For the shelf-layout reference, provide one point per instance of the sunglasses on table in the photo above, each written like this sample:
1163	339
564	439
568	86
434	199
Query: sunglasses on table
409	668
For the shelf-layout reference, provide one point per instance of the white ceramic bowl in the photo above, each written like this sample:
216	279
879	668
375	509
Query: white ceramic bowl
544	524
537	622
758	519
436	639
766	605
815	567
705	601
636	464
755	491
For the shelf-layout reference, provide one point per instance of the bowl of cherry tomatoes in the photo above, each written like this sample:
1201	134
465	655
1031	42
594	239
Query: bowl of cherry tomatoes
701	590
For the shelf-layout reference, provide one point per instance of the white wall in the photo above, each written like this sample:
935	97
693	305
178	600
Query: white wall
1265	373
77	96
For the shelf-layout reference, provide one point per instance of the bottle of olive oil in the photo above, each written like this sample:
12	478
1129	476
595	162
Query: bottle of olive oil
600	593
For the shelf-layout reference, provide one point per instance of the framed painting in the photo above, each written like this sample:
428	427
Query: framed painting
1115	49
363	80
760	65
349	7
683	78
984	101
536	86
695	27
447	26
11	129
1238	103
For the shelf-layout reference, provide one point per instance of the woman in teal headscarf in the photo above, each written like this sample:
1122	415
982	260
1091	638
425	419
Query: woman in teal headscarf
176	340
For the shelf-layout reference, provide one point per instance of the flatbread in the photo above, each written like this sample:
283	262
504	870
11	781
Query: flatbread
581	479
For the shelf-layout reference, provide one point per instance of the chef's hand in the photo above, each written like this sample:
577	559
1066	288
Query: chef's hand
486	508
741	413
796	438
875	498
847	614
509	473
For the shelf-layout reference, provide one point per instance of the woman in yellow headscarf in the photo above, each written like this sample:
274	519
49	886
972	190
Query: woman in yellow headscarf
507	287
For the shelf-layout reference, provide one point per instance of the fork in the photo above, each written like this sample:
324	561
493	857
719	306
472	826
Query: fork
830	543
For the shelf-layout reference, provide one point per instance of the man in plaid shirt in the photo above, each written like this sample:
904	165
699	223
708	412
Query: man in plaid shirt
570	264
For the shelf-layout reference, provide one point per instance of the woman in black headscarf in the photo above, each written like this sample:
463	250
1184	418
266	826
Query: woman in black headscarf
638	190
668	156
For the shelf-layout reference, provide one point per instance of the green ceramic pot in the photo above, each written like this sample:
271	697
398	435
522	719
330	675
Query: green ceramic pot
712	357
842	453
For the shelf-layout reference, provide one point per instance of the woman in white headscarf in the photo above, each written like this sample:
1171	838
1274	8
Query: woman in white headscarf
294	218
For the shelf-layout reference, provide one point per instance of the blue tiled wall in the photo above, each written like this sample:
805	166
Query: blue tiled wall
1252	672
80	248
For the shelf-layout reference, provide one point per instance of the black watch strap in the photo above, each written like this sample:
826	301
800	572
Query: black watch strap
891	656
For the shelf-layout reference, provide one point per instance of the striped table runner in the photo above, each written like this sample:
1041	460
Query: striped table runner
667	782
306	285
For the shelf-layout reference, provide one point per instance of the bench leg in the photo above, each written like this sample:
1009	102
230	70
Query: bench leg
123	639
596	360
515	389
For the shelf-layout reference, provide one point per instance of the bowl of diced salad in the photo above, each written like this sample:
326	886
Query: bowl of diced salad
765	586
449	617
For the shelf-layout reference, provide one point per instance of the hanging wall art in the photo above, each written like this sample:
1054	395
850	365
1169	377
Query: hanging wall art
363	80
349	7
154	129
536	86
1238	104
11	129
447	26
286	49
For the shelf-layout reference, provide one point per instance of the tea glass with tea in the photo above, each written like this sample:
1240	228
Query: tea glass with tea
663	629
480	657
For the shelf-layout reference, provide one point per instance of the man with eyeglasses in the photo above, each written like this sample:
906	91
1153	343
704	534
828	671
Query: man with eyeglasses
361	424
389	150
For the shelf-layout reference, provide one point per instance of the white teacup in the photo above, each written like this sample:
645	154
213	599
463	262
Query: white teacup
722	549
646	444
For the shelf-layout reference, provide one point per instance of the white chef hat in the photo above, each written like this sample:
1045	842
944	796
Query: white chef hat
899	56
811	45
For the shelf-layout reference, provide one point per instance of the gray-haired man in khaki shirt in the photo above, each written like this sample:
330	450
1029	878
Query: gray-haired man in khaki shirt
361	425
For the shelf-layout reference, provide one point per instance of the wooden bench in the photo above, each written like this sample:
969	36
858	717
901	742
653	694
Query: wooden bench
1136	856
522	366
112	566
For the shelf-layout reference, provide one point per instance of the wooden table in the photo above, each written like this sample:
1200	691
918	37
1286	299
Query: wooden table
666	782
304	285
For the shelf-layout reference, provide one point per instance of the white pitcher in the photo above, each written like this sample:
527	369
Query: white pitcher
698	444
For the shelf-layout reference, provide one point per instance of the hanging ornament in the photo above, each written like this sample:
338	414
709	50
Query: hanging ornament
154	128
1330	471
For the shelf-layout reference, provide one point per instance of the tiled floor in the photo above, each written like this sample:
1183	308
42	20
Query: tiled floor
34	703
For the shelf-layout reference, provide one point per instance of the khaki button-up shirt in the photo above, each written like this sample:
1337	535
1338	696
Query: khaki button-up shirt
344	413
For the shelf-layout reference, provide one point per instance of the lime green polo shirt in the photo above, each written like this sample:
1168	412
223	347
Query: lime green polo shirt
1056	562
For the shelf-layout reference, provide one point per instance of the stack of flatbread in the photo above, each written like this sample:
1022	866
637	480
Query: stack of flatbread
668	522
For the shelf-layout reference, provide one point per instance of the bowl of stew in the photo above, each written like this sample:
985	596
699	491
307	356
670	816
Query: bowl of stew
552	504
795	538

(TASK REQUIREMENTS) Scale everything from the line containing "the wooden table" down to the end of the material, reproducing each line and keeping the requests unchanged. Multiply every point coordinate in the answers by 1.7 and round to whole numbers, with halves rounding up, leaving the numbers in the requests and their format samples as they are.

(EXERCISE ANSWER)
For the shelf-layout reference, provide one point per instance of the wooden table in the photo above, each written like this sample:
1200	691
918	37
1286	299
Query: wooden table
1132	1329
517	485
For the shelf-layout reference, provide one point per instance of the white pitcher in the photo above, each written like this sample:
527	369
Query: white pitcher
1187	755
For the shelf-layout reference, provide one point per instance of the hanging ornament in the photo above, each written like this sample:
338	414
709	50
Query: hanging ornament
262	218
2261	801
For the shelf-layout reference, provide one point per instance of the tiled floor in the photo above, each written like this sample:
1183	308
42	20
Query: tiled floor
58	1195
For the shelf-layout reference, provide one point per instance of the khaki button-up shirt in the photo above, each written like this sample:
1337	535
1338	696
Query: khaki button-up shirt
585	702
For the shelf-layout reference, provide one point per instance of the lime green polo shirt in the photo above, each written like this sample:
1168	412
223	347
Query: lime green polo shirt
1795	955
For the shelf-layout reference, provide one point per instance of the stack of flatbread in the photo above, each written like this sample:
1022	866
637	480
Query: stack of flatbread
1136	887
For the shelf-layout reference, provide one point per instance of the bowl of stew in the photo above, each written like this sample:
985	596
699	491
307	356
670	816
Query: bowl of stew
938	857
1352	915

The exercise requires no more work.